--- Problem requirements ---
Say how many lines below have "shirt" in them, giving the number alone.

##############################

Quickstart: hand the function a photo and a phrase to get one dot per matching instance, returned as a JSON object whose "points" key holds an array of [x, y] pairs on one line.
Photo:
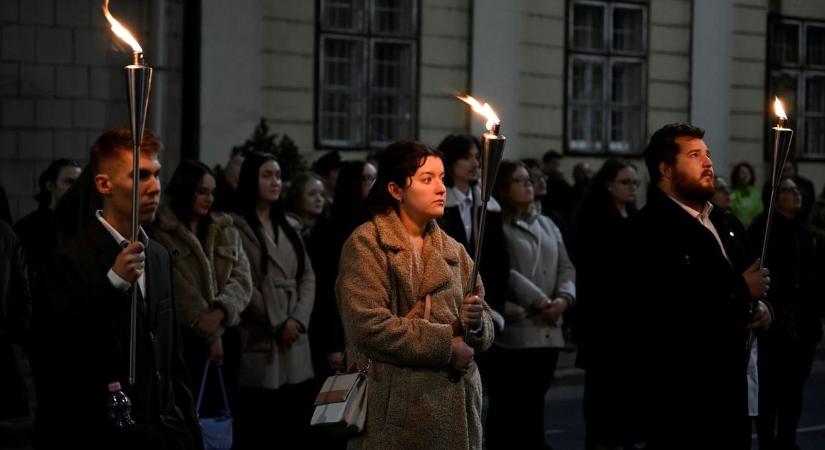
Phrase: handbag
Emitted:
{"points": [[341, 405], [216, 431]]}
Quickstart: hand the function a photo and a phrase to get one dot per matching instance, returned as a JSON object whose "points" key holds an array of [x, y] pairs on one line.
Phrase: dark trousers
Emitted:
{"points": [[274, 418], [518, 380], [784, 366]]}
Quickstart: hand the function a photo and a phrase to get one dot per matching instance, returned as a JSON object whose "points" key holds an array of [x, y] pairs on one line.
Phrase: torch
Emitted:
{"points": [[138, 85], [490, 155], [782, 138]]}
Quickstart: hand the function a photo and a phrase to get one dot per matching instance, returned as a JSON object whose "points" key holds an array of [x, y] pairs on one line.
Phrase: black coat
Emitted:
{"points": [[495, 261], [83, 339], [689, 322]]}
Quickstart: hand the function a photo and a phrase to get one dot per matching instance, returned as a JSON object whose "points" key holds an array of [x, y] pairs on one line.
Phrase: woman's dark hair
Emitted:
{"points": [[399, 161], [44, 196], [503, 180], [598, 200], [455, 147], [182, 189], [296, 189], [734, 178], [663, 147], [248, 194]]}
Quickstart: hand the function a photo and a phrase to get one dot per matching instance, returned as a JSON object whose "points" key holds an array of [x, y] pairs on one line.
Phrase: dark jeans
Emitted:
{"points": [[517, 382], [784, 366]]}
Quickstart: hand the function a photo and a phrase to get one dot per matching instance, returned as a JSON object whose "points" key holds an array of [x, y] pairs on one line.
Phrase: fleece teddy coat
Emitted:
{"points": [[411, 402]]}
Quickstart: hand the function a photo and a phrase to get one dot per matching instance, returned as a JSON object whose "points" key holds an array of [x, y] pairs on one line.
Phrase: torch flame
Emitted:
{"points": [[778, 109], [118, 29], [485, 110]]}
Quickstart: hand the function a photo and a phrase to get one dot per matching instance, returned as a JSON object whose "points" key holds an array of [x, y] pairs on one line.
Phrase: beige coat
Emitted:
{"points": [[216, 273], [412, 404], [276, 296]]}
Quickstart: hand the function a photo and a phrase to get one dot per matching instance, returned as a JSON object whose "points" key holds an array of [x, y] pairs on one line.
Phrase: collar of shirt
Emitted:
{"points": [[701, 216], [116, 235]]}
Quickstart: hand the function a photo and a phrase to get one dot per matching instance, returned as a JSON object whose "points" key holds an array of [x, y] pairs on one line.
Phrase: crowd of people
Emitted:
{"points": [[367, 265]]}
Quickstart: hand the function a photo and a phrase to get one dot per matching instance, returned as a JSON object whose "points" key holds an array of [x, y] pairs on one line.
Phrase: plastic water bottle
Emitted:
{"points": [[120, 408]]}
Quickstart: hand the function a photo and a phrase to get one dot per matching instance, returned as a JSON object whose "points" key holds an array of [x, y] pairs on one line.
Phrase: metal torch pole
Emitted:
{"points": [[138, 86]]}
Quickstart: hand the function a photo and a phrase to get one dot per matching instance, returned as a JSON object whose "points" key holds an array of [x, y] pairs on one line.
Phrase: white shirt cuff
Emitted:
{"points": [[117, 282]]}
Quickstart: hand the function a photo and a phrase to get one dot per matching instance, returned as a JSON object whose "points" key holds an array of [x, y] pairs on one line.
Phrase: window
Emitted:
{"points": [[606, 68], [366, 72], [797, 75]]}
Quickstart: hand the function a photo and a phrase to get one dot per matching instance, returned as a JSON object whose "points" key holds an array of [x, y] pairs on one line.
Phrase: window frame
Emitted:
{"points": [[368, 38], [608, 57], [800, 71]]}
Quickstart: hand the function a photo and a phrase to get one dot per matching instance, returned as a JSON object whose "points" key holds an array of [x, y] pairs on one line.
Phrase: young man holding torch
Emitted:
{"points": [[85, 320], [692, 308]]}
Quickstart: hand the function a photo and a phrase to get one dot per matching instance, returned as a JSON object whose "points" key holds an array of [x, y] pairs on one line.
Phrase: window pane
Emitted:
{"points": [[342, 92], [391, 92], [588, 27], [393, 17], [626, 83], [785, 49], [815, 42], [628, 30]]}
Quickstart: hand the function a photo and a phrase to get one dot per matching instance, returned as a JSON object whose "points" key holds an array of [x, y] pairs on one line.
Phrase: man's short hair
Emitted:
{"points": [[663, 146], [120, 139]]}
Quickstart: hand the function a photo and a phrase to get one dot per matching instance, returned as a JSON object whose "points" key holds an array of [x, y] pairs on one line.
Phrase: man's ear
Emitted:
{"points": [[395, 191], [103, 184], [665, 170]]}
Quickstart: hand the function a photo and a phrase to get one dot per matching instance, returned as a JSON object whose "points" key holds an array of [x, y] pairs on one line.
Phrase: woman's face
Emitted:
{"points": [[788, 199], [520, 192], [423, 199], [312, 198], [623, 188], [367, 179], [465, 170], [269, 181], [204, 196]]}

##############################

--- Response to the task ---
2